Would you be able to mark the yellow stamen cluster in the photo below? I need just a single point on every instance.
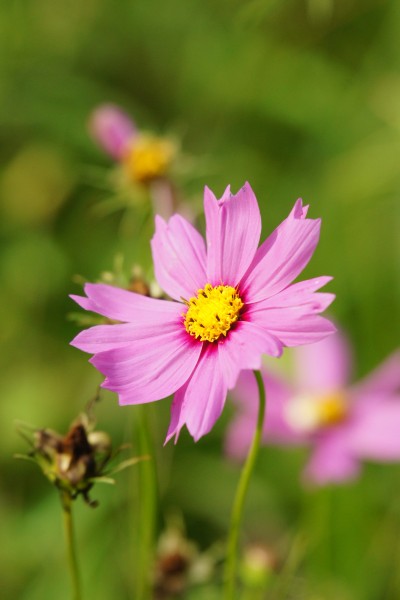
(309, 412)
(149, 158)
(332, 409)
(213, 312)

☆ ☆ ☆ ☆ ☆

* Task to carry out: Copy the whole listing above word for word but do not carry over the pictures.

* Answer to this exercise:
Would you be able to mark the yellow stamen cluster in the photo below? I need just a single point on every instance.
(309, 412)
(149, 158)
(332, 409)
(213, 312)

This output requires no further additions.